RECORD SET Start Marker

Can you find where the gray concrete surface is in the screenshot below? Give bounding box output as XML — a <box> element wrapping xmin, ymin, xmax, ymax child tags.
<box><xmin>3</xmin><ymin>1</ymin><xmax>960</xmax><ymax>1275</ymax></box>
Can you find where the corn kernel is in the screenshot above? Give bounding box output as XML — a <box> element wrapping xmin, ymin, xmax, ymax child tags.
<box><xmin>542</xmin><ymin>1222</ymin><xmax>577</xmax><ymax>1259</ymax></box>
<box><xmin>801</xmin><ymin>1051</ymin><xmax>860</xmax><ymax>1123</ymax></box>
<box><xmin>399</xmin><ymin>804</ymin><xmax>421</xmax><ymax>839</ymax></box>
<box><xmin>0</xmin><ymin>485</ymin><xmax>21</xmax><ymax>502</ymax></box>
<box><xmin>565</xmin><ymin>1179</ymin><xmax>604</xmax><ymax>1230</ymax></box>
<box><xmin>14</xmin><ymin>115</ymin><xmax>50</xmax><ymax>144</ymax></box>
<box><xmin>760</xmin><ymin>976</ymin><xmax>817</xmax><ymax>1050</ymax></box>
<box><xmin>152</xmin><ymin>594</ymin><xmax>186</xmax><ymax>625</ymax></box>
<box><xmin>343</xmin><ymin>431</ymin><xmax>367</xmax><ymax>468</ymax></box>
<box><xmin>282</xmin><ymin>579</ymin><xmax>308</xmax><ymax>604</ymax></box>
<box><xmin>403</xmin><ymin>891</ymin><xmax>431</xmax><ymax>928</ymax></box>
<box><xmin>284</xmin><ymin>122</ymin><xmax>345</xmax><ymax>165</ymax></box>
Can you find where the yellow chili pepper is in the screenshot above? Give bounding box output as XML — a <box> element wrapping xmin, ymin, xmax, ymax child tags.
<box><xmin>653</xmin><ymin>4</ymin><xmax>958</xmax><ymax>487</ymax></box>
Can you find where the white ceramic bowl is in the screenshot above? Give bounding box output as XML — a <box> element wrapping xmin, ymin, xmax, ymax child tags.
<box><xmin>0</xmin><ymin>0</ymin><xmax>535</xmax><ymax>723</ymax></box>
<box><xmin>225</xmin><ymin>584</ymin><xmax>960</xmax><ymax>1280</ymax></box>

RECORD SET End Marker

Nothing in the data should be altered; please repeat it exactly.

### EXERCISE SOLUTION:
Can you find where the gray concrete surface is in the screenshot below? Give bounding box output as XML — a <box> element wrapping xmin, ymin, xmax, ymax child tags.
<box><xmin>3</xmin><ymin>1</ymin><xmax>960</xmax><ymax>1275</ymax></box>
Can you find where the corn kernel is in the screenshot above? Give bounding box output as XML — a <box> element wrapping xmin, ymin, xmax, ymax child tags.
<box><xmin>542</xmin><ymin>1222</ymin><xmax>577</xmax><ymax>1259</ymax></box>
<box><xmin>801</xmin><ymin>1051</ymin><xmax>860</xmax><ymax>1123</ymax></box>
<box><xmin>399</xmin><ymin>804</ymin><xmax>421</xmax><ymax>839</ymax></box>
<box><xmin>0</xmin><ymin>485</ymin><xmax>21</xmax><ymax>502</ymax></box>
<box><xmin>565</xmin><ymin>1179</ymin><xmax>604</xmax><ymax>1230</ymax></box>
<box><xmin>14</xmin><ymin>115</ymin><xmax>50</xmax><ymax>144</ymax></box>
<box><xmin>760</xmin><ymin>976</ymin><xmax>817</xmax><ymax>1050</ymax></box>
<box><xmin>152</xmin><ymin>594</ymin><xmax>186</xmax><ymax>625</ymax></box>
<box><xmin>343</xmin><ymin>431</ymin><xmax>367</xmax><ymax>468</ymax></box>
<box><xmin>282</xmin><ymin>579</ymin><xmax>308</xmax><ymax>604</ymax></box>
<box><xmin>403</xmin><ymin>891</ymin><xmax>431</xmax><ymax>928</ymax></box>
<box><xmin>284</xmin><ymin>122</ymin><xmax>345</xmax><ymax>165</ymax></box>
Can you find where the yellow chili pepper is in the screenshot above? Give bounding box output as XML — a <box> element wrapping xmin, ymin, xmax, ymax child tags.
<box><xmin>653</xmin><ymin>4</ymin><xmax>958</xmax><ymax>487</ymax></box>
Can you find where the white ceramic bowl is in the screenshot above? Give bounding box output as XML — a <box> element wrapping xmin, ymin, xmax, ymax child tags.
<box><xmin>0</xmin><ymin>0</ymin><xmax>535</xmax><ymax>723</ymax></box>
<box><xmin>225</xmin><ymin>584</ymin><xmax>960</xmax><ymax>1280</ymax></box>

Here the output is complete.